* WORK ORDER *
Go through the listing that follows and report the number of lines with the string "instance" in them, nothing more.

* GIVEN INFORMATION *
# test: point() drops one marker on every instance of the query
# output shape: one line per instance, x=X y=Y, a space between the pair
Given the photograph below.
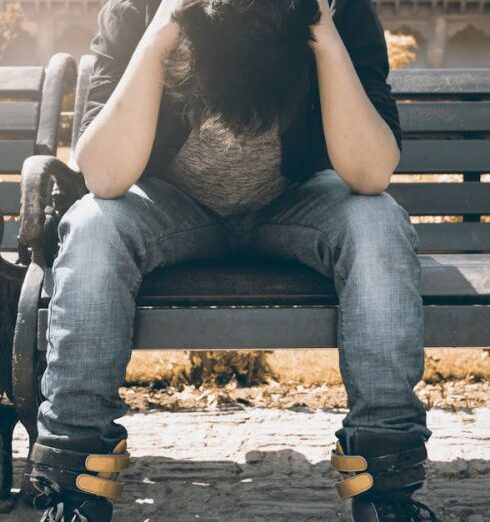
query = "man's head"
x=242 y=61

* SOLUTION TO THIS EXERCISE *
2